-- START --

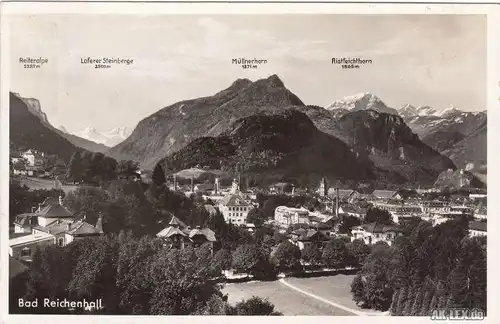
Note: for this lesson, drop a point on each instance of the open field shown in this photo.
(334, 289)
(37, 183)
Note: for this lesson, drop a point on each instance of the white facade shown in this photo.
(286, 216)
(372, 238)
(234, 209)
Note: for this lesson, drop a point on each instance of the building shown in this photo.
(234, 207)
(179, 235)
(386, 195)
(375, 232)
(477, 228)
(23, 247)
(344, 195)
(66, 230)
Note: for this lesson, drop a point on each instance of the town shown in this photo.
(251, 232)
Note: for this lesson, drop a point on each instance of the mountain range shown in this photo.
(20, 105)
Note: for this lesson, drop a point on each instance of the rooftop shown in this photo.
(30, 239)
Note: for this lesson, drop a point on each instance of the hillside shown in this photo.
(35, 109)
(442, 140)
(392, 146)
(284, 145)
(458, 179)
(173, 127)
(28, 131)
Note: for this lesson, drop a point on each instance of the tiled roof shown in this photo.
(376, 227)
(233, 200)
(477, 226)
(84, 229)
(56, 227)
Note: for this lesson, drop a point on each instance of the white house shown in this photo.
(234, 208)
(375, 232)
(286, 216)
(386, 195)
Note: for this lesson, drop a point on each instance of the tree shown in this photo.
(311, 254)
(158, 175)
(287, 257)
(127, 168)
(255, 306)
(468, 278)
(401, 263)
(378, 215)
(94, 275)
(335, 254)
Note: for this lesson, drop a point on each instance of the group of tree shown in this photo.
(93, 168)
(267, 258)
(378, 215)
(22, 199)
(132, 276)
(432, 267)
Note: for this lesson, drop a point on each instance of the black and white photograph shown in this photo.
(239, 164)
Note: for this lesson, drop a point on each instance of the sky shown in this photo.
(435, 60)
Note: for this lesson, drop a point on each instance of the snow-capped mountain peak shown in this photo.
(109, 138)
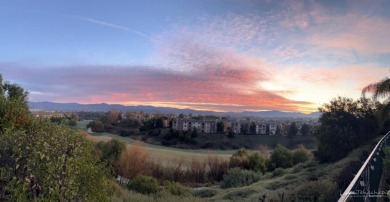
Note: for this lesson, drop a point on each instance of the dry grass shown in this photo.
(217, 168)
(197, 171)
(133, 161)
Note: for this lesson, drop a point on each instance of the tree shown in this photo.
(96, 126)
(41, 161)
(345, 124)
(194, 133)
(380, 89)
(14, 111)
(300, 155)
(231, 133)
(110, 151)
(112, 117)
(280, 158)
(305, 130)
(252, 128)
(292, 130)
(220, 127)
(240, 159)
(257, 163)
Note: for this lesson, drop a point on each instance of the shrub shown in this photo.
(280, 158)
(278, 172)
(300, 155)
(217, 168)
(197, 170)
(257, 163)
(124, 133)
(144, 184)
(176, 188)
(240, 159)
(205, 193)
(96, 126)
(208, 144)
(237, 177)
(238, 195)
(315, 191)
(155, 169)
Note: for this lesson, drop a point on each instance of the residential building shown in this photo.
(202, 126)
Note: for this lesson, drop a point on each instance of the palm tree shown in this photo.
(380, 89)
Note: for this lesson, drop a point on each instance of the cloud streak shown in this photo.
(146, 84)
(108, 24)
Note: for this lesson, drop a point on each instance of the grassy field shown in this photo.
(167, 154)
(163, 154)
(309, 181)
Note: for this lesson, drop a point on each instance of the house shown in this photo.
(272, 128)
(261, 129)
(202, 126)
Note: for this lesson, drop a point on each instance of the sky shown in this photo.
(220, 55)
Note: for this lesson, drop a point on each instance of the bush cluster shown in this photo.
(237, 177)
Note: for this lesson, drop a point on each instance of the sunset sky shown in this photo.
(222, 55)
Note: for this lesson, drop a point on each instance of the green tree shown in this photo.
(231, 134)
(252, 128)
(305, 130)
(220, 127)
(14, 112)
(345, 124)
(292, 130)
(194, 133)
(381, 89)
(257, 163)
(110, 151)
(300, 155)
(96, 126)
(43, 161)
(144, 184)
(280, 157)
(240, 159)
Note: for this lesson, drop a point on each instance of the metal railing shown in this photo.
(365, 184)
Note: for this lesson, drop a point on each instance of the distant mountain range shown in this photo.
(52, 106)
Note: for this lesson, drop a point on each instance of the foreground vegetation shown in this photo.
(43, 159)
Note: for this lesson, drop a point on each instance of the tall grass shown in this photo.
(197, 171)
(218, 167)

-- END --

[WHAT IS BEING ASKED] Quote only the lines from the line containing "the house shown in this photo." through the end of the entries, keeping the first and the last.

[SOLUTION TO THE PROBLEM]
Note: for this lesson, drop a point on each instance of the house shown in this photo.
(272, 128)
(261, 129)
(202, 126)
Note: for this lesson, drop a point on each instance of the sky shown in this photo.
(220, 55)
Note: for this lesson, drop a point on each instance of the bush cluster shown in this photo.
(237, 177)
Note: for this lesson, drop a point on each instance of the sunset sky shown in this photo.
(222, 55)
Note: for this lesson, drop a point on each instance of the green tree shown in this photo.
(231, 134)
(252, 128)
(305, 130)
(220, 127)
(14, 112)
(345, 124)
(292, 130)
(194, 133)
(381, 89)
(257, 163)
(110, 151)
(300, 155)
(96, 126)
(43, 161)
(144, 184)
(280, 157)
(240, 159)
Note: for this lesson, drop a point on each instance of the metal railing shown in this photo.
(365, 184)
Note: for this lesson, drop a point on each instance of the distant mountain range shown in this photo.
(52, 106)
Note: for this lesson, drop a point on each instance of the foreground vegetation shown in this photo.
(43, 159)
Note: for this lesson, drop a point on each instance of the tall grass shown in this photo.
(197, 171)
(218, 167)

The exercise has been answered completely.